------ SUPPLIED INFORMATION

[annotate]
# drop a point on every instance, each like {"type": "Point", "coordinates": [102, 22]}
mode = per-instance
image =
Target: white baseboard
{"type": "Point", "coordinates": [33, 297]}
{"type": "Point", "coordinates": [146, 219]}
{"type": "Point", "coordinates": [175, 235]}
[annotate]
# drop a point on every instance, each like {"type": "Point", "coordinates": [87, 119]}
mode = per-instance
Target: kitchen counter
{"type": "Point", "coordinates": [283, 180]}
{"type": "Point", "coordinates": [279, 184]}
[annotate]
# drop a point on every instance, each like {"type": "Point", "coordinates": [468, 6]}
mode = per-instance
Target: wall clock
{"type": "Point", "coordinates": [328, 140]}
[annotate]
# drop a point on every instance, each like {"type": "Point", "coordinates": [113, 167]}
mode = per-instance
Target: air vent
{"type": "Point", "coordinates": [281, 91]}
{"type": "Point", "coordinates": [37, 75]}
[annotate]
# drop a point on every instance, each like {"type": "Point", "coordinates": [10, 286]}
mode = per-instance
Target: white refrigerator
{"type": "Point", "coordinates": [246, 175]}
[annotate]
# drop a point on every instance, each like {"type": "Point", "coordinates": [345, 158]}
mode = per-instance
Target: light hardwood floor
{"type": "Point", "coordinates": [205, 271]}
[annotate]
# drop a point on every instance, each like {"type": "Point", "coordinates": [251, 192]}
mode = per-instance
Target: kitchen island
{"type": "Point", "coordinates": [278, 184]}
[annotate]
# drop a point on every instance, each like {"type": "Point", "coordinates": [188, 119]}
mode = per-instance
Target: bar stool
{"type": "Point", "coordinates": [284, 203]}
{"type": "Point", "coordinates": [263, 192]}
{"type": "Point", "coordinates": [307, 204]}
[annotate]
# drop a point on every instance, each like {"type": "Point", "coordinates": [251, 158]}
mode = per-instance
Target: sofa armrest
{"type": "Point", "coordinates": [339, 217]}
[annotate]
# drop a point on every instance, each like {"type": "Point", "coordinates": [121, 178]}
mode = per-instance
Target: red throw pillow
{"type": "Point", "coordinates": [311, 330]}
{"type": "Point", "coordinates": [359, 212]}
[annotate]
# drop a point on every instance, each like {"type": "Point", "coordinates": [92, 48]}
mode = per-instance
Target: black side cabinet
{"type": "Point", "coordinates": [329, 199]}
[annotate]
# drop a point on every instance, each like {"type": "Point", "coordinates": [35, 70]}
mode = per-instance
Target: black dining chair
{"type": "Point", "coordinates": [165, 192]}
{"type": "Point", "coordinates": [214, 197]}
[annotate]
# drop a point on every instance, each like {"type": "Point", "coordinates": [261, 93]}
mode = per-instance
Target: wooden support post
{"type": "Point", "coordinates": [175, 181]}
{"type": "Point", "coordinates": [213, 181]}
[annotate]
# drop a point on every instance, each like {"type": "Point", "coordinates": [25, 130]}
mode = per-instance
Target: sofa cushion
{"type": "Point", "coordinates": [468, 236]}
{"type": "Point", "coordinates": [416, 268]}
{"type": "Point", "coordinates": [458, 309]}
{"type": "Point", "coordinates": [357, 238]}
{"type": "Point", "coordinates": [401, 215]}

------------

GOAL OF THE EXERCISE: Every record above should be copied exactly.

RESULT OF THIS TASK:
[annotate]
# drop a point on every instance, each like {"type": "Point", "coordinates": [102, 22]}
mode = per-instance
image =
Target: white baseboard
{"type": "Point", "coordinates": [33, 297]}
{"type": "Point", "coordinates": [146, 219]}
{"type": "Point", "coordinates": [175, 235]}
[annotate]
# drop a point on every instance, each like {"type": "Point", "coordinates": [87, 119]}
mode = per-instance
Target: kitchen counter
{"type": "Point", "coordinates": [283, 180]}
{"type": "Point", "coordinates": [279, 184]}
[annotate]
# drop a point on every instance, each like {"type": "Point", "coordinates": [468, 6]}
mode = per-instance
Target: wall clock
{"type": "Point", "coordinates": [328, 140]}
[annotate]
# drop a point on every instance, each like {"type": "Point", "coordinates": [113, 167]}
mode = per-instance
Target: air vent
{"type": "Point", "coordinates": [281, 91]}
{"type": "Point", "coordinates": [37, 75]}
[annotate]
# drop a point on every instance, each like {"type": "Point", "coordinates": [10, 286]}
mode = per-instance
Target: white refrigerator
{"type": "Point", "coordinates": [246, 175]}
[annotate]
# drop a point on every instance, each like {"type": "Point", "coordinates": [345, 158]}
mode = per-instance
Target: light hardwood floor
{"type": "Point", "coordinates": [205, 271]}
[annotate]
# drop a point on every instance, each like {"type": "Point", "coordinates": [251, 192]}
mode = per-instance
Target: kitchen island
{"type": "Point", "coordinates": [278, 184]}
[annotate]
# drop a point on every instance, each like {"type": "Point", "coordinates": [188, 119]}
mode = per-instance
Target: bar stool
{"type": "Point", "coordinates": [284, 203]}
{"type": "Point", "coordinates": [263, 192]}
{"type": "Point", "coordinates": [307, 204]}
[annotate]
# drop a point on every instance, each like {"type": "Point", "coordinates": [251, 158]}
mode = per-instance
Target: sofa armrest
{"type": "Point", "coordinates": [339, 217]}
[annotate]
# drop a point on every instance, each like {"type": "Point", "coordinates": [121, 178]}
mode = per-instance
Target: red throw pillow
{"type": "Point", "coordinates": [311, 330]}
{"type": "Point", "coordinates": [359, 212]}
[annotate]
# drop a point on every instance, each like {"type": "Point", "coordinates": [92, 48]}
mode = per-instance
Target: black side cabinet
{"type": "Point", "coordinates": [329, 199]}
[annotate]
# drop a point on every instance, each like {"type": "Point", "coordinates": [35, 70]}
mode = per-instance
Target: black dining chair
{"type": "Point", "coordinates": [165, 192]}
{"type": "Point", "coordinates": [214, 197]}
[annotate]
# drop a point on every instance, each like {"type": "Point", "coordinates": [261, 93]}
mode = per-instance
Target: wooden support post
{"type": "Point", "coordinates": [175, 181]}
{"type": "Point", "coordinates": [213, 181]}
[annotate]
# drop a point on every instance, each like {"type": "Point", "coordinates": [25, 130]}
mode = per-instance
Target: sofa cushion
{"type": "Point", "coordinates": [468, 236]}
{"type": "Point", "coordinates": [416, 268]}
{"type": "Point", "coordinates": [458, 309]}
{"type": "Point", "coordinates": [357, 238]}
{"type": "Point", "coordinates": [401, 215]}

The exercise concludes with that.